TASK BRIEF: Please keep the images out and set down the data exactly as given.

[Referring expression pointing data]
..............................

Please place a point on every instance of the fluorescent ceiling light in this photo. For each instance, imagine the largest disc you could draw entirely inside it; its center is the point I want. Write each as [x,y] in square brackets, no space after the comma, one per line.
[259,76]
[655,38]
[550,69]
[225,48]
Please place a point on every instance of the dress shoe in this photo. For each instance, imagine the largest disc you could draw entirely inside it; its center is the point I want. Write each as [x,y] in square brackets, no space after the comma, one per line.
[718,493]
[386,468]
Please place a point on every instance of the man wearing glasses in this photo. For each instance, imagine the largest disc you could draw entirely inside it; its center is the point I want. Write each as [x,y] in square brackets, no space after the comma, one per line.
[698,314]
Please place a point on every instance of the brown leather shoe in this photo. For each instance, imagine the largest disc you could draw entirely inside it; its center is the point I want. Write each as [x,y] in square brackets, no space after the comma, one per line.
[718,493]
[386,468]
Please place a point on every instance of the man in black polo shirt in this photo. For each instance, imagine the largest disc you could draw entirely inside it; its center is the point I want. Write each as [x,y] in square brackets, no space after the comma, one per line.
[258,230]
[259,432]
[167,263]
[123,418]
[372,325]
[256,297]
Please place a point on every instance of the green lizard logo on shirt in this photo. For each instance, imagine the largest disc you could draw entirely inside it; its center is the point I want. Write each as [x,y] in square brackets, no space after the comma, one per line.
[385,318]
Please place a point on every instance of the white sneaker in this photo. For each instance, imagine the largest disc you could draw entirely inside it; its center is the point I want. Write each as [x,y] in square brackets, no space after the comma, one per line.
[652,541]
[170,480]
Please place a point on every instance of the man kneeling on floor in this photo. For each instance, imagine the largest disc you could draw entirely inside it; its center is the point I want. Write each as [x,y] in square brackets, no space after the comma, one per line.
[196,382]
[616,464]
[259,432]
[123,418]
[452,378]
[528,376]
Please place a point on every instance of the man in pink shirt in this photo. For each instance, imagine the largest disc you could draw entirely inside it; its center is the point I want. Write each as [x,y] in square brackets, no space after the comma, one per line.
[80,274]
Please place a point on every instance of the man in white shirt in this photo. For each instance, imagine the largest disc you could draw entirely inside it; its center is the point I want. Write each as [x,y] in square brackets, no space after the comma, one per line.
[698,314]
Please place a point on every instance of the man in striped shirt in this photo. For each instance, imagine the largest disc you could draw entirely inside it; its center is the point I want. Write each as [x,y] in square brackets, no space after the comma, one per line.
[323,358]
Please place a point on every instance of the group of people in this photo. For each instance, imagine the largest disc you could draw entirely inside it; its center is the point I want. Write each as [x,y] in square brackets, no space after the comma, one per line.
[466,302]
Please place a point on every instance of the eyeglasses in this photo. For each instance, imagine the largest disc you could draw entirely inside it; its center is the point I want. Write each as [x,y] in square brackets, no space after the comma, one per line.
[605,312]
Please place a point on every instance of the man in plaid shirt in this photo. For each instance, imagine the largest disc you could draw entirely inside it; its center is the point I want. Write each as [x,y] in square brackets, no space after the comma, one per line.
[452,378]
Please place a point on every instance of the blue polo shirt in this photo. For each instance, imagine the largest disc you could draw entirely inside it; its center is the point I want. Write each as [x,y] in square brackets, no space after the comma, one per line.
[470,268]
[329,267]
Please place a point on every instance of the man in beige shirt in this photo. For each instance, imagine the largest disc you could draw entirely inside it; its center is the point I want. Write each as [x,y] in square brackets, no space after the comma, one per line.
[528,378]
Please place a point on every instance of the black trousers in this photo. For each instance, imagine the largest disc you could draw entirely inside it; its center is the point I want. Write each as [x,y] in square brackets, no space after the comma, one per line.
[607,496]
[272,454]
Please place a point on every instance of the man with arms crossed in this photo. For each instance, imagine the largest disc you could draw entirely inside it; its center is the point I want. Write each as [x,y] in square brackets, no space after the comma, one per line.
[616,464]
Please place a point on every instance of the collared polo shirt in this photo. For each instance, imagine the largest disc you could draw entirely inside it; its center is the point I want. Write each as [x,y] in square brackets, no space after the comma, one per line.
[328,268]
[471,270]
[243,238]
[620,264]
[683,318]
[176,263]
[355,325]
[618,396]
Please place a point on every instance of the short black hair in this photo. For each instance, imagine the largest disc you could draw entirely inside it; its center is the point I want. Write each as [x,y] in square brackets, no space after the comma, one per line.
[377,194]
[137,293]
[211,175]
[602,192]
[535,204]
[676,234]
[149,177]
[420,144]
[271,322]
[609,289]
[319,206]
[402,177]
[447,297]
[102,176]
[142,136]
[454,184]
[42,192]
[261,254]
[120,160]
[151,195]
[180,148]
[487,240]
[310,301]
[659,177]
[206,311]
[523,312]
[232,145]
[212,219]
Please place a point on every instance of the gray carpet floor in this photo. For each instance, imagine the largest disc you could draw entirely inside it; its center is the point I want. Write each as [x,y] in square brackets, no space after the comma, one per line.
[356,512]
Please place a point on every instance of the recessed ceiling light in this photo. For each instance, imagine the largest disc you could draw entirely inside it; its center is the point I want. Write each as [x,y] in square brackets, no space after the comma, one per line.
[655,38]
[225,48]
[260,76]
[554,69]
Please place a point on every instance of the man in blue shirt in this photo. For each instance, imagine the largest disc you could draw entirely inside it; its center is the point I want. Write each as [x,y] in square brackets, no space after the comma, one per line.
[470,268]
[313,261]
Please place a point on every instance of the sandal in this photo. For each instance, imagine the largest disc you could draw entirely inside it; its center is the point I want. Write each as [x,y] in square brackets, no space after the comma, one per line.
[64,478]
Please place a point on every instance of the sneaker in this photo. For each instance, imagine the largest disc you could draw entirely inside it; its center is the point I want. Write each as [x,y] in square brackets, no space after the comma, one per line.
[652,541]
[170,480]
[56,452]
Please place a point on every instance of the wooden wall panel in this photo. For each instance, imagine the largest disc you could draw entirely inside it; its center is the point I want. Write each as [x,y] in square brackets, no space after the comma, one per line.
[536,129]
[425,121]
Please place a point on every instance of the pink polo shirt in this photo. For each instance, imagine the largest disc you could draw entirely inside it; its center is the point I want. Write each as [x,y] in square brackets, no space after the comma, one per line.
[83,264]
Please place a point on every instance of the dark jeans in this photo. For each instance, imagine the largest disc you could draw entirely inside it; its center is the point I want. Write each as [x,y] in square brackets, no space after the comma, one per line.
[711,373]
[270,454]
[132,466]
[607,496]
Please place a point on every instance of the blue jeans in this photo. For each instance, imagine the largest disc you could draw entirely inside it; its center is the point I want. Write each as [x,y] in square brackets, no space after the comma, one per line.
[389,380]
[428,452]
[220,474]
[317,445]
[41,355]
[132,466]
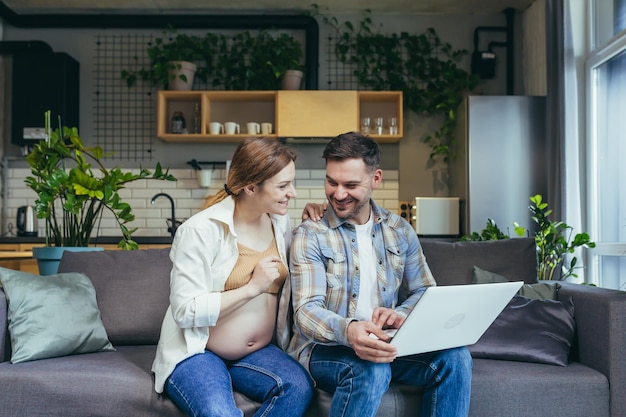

..............................

ANSWER BELOW:
Please place a point on every instance of the fluorescent ceiling light in this photo. For each instance, imagine the largest disc you could draw entirely inside it; its center is the point I want. Write each as [x,y] in square brackets, no space after the comma, one per line.
[259,76]
[655,38]
[550,69]
[225,48]
Please place a point on every instance of the dress shoe in this photo. For each instance, imagine the largest disc you could draw entirely inside it; its center is the point I want. Write each as [x,y] in square brackets, no space after the comma, one per line.
[718,493]
[386,468]
Please place a point on every instance of the man wearing glasses in this photo. For each instance, imagine the largest disc you could draw entirely inside it; its center is the point I want. Write each as [x,y] in square brackets, no space after the comma, one per line.
[698,314]
Please place a point on every instance of the brown leather shoe in this photo. For each instance, imagine the largest disc you could draw entirely inside it; its center is the point I want. Write each as [x,y] in square brackets, no space after the comma, one per line.
[718,493]
[386,468]
Please place a point on every instance of the man in black polo shirt in this photo. For each instance, imagine the largest disc you could draw entirely inside it; its center is the point I want. Write each as [x,y] in square brackets, no space after the comma, one per line.
[258,230]
[259,432]
[167,263]
[123,418]
[372,325]
[256,297]
Please place a point on every instance of the green lizard logo on shirt in this photo. For each instance, imagine the largest disc you could draw entirely inside it; its center is the point I want. Write each as [x,y] in square brackets, no space after the comma, one per line.
[385,318]
Please place a point on every instance of the white sneaker in this photo. For each instance, imagine the largest disc you could draw entirely inside it; its center is the point I want. Write each as [x,y] in square brackets, no space after the comma, one per line.
[652,541]
[170,480]
Please place a point on every instance of the man kneeling on floor in this photo. For each instance, imagine the largest disc you could draw entirely inside it; its center is the point I want. Write each as [x,y] in square brackets, no space after the comma, one per line.
[196,382]
[616,464]
[259,432]
[123,418]
[452,378]
[528,376]
Please place a point on every instance of the man in pink shirt in this photo. For each instance, imagine the largest disc you could draw entirely inside it; its center is the point I want. Write each as [x,y] in square brackets, no space after the comma, one per line.
[80,274]
Please place a point on every instance of the man in white shirt in this photo. For each instance, imagine the largest disc you could draw entirely inside it; its center is the point I want. Write each as [x,y] in square brackets, no space after the comma, one per line.
[698,314]
Please place a point on every instance of the man in striped shirt in this photo. For each instance, imagine the largest disc you could draw entirely inside it; its center is the point I want. Write each as [x,y] in square brackets, no space after the comma, one per line.
[323,358]
Please place a point on every instance of the group of people in this photo. For each instance, imagine the largest disc you could draw entirely inside it; its center is the point I want. Write each as [x,y] in square brackets, no space after the comma, one per line.
[466,302]
Please place a point on every instance of the eyeglasses in this photo. For each instance, imagine the largest disc you could draw entirely inside it; its center is the point I want. Write each as [x,y] in square brackets, no space after the comma, one per line.
[605,312]
Please place a point on every instance of the man in plaid shirt in this photo. For each instance, imagine the largest disc you could draw entirely inside it; its center is the point I want. Write each as [x,y] in square brackets, no space after the comma, one per line.
[452,378]
Please place a point on every instance of the blue polo shirt in this photo. For each instance, imagine the largest disc you could draw entirely inside it; its center is the point I want. Write each as [x,y] in square brackets, no space after the comma, one per line.
[470,268]
[329,267]
Please place a point on every instance of the man in beige shirt in this photo. For each instance, imagine the largest disc you could draw entirely inside it; its center is the point I want. Write each as [x,y] in square brackets, no space after the comma, one per line.
[528,378]
Please place a point on every instance of the black trousers in this photo. For each instance, imagine the largest disc you could draw entirely inside it; its center is the point I want. Write each as [x,y] in square brackets, no space after the comma, one per line.
[607,496]
[272,454]
Please place a point on every instance of the man with arms crossed in this photo. For each instance, imagine the largest disc you could draw entirely inside it; its center is the point I want. Write each as [x,y] in square brackets, no space after the comma, one per line.
[616,464]
Please place a point on every instance of the collared polo shirt in this photo. For each instance, imagine the largest disc you could draw entirely inside it; its center is the point I want. Write each as [x,y] in square brackets, no space after the comma, one per line.
[328,268]
[471,270]
[243,238]
[620,264]
[683,318]
[176,263]
[355,325]
[618,396]
Please place a point on every instance of the short black hair in this photo. For each instance, imagine the largest disc you could draw entirely inside it; its center is the point I want. Write each as [x,y] in square brackets, no space after the comma, one per line.
[377,194]
[137,293]
[211,175]
[602,192]
[535,204]
[676,234]
[149,177]
[420,144]
[271,322]
[609,289]
[319,206]
[402,177]
[447,297]
[102,176]
[142,136]
[454,184]
[42,192]
[261,254]
[120,160]
[151,195]
[180,148]
[487,240]
[310,301]
[659,177]
[206,311]
[523,312]
[232,145]
[212,219]
Please place a point on every instance of the gray carpet floor in this photo. For each instance, imagine the largest disc you could draw entirely inside it; its center is the point I want. Write each as [x,y] in square brackets, no space after the comma, one per line.
[356,512]
Please place a point on every instance of the recessed ceiling light in this photo. For each instance, imagine the largest disc you could draw entirely inside it; its center is the point I want. Write each as [x,y] in square brackets, no space after the comma, one per line.
[655,38]
[225,48]
[260,76]
[554,69]
Please place a point on every instance of the man in blue shirt in this photo. For each instance, imagine the largest disc you could draw entirely inside it; its center is the point I want. Write each as [x,y] in square brackets, no space after the comma, one per line.
[470,268]
[313,261]
Please place a point on every instance of the sandal in this photo. For each instance, imagine the largest disc you could draw entirely inside it; its center is the point I want. Write each as [x,y] in square brackets, no space after the comma, one per line.
[64,478]
Please place a point on every instance of the sneaker in this photo. For each instance, imagine the largest disc you could draw entirely inside it; its center is the point I want. Write each as [x,y] in square brackets, no space after the comma, one per line.
[652,541]
[170,480]
[56,452]
Please place a point on every instance of the wooden wall panel in this photo. For each instance, imagine the largest disc you could draw entirely inside it; its center is the point I want. Write each as [x,y] in square brackets, no space after the comma, one per line.
[536,129]
[425,121]
Please place a point on every instance of the pink polo shirt in this photo. For each instance, imagine the largest disc you could draw entirely inside it; its center is the point I want. Write each as [x,y] in square brackets, no space after the comma, one per line.
[83,264]
Please place a point on every instance of the dark jeans in this photo. For each instance, imagine the largest disc you could draw entirely inside it; its center is the point I want. Write each as [x,y] in square brackets, no space after the comma, one per line.
[711,373]
[270,454]
[132,466]
[607,496]
Please place a point on every instance of the blue jeans in this photo. For each instance, imagine the largest disc you could draw entirely inside it; its center is the point I want. Write each as [x,y] in square brackets, no space after the comma, one per line.
[389,380]
[428,452]
[220,474]
[317,445]
[41,355]
[132,466]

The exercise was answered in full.